─── RECORDS FOR THIS EXERCISE

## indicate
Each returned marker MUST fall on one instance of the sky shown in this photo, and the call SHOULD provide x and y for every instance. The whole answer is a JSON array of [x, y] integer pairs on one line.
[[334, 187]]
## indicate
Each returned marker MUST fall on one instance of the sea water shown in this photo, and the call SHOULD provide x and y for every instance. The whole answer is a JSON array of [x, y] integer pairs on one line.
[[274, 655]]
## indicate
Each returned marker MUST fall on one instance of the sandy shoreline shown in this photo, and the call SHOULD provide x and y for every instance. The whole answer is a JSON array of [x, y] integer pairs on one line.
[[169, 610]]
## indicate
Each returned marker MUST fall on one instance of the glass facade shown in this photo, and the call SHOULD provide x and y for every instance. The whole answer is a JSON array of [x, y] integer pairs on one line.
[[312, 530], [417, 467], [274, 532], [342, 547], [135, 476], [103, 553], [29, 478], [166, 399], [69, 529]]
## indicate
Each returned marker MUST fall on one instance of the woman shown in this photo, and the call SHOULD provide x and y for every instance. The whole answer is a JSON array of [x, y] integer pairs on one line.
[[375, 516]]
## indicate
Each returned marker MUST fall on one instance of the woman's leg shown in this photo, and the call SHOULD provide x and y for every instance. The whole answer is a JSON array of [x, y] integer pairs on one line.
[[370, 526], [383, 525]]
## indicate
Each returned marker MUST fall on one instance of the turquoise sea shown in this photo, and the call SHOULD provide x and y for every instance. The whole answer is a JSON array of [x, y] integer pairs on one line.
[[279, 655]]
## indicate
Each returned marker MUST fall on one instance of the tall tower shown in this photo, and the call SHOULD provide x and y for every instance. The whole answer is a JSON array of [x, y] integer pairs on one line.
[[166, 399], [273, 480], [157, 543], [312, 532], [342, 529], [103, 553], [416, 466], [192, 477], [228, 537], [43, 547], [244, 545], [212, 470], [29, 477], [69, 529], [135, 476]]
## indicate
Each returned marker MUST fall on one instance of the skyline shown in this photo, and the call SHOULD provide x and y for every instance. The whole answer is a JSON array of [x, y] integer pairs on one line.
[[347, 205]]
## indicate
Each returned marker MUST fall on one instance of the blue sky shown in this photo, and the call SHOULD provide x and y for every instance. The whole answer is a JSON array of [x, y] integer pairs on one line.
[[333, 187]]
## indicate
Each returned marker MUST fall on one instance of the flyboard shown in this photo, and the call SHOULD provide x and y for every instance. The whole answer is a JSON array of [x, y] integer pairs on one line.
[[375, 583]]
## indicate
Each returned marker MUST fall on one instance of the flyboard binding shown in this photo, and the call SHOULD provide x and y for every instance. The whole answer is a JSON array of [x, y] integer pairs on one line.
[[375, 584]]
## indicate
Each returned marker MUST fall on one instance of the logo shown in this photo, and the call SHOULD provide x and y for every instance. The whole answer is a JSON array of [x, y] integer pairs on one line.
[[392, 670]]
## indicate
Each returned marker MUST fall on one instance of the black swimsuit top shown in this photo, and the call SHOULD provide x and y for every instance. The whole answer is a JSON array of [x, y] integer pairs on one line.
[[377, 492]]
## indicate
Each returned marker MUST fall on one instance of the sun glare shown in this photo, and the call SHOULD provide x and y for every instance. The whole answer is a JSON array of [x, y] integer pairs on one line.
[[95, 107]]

──────

◆ WHAT THE EXERCISE ASKS
Line by line, the listing above is to be transcribed exactly.

◆ COMPLETED TASK
## indicate
Each returned marker MUST fall on one instance of the sky shown in this photo, and the call SHOULD provide x and y for every instance. The whole answer is a JSON array of [x, y] integer pairs on one line.
[[334, 187]]
## indicate
Each returned marker MUST fall on one instance of the sea water shown in this photo, and the call SHOULD provide x and y for every instance. The whole answer is a JSON array of [x, y] integer pairs on one line.
[[274, 655]]
## indicate
Each returned marker MUST fall on one instance of the sandy shoreline shown in this photo, and the call SHOULD provide x and y for every instance. The whole answer is a JSON array of [x, y] integer pairs on one line.
[[169, 610]]
## indicate
Each returned marker MUST fall on one instance of the glass facade shown in this photo, and the call SHOULD provide x and y for every instance. The whole answer is a JSON array of [x, y] integer pairs on one line.
[[312, 530], [417, 467], [274, 532], [342, 547], [135, 476], [103, 553], [29, 478], [166, 399], [69, 529]]
## indicate
Each returned marker MUST fall on one instance of the woman shown in this photo, and the call SHOULD provide x and y for every instance. The whole answer is a JSON array of [x, y] integer pairs on one line.
[[375, 516]]
## indicate
Each returned marker MUST fall on one instance of the woman's leg shown in this photo, and the call SHOULD provide x and y for every instance. The whole answer is a JSON array of [x, y] integer pairs on one line.
[[370, 526], [383, 525]]
## indicate
Each returned marker MUST fall on one instance of the turquoise sea shown in this photo, and the call SHOULD provide x and y for every instance. The whole answer is a JSON array of [x, y] integer pairs on one line.
[[279, 655]]
## indicate
Each returned marker MUST fall on one instance of the tall tower shown in this photo, and the call SHOULD provide x and y for every instance. The whole answer is a JSON array of [x, y] integer pairs on one line.
[[166, 399], [273, 480], [157, 543], [312, 532], [342, 529], [103, 553], [416, 466], [192, 477], [228, 537], [43, 547], [244, 545], [212, 470], [29, 477], [69, 529], [135, 476]]
## indicate
Each returned marker MUST fall on one instance of the skyline shown in this photo, and the call SHOULD provide x and y for every instance. The whole answer is a JSON array of [x, y] integer pairs on one line.
[[347, 205]]
## indicate
Each returned marker MUST fall on one instance of the blue sky shown in this photo, and the call SHOULD provide x and y for every instance. The whole answer is a JSON array of [x, y] integer pairs on one line.
[[333, 187]]
## indicate
Each returned marker MUST fall on one instance of the flyboard shown in this photo, and the call SHOULD provide x and y for every instance. The whole answer is a JSON array of [x, y] integer pairs on one line.
[[375, 583]]
## indicate
Each returned marker MUST fall on one instance of the flyboard binding shown in this photo, and the call SHOULD provide x and y for every instance. The whole answer is a JSON array of [x, y] integer pairs on one line.
[[375, 584]]
## indicate
Each returned marker MUST fall on one instance of the logo shown in this photo, and the call SHOULD provide x and y for every instance. The whole answer is a JSON array of [x, y] integer pairs on one line.
[[392, 670]]
## indicate
Each returned marker MUST fall on one instance of the black swimsuit top shown in this photo, and the call SHOULD provide x and y for every instance. The whole answer is a JSON array of [x, y] integer pairs on one line.
[[377, 492]]
## indicate
Each returned marker MUST fall on one instance of the sun glare shown in this photo, and the call SHOULD provide x and y for every instance. The whole answer is a JSON array of [x, y] integer pairs on one line.
[[95, 107]]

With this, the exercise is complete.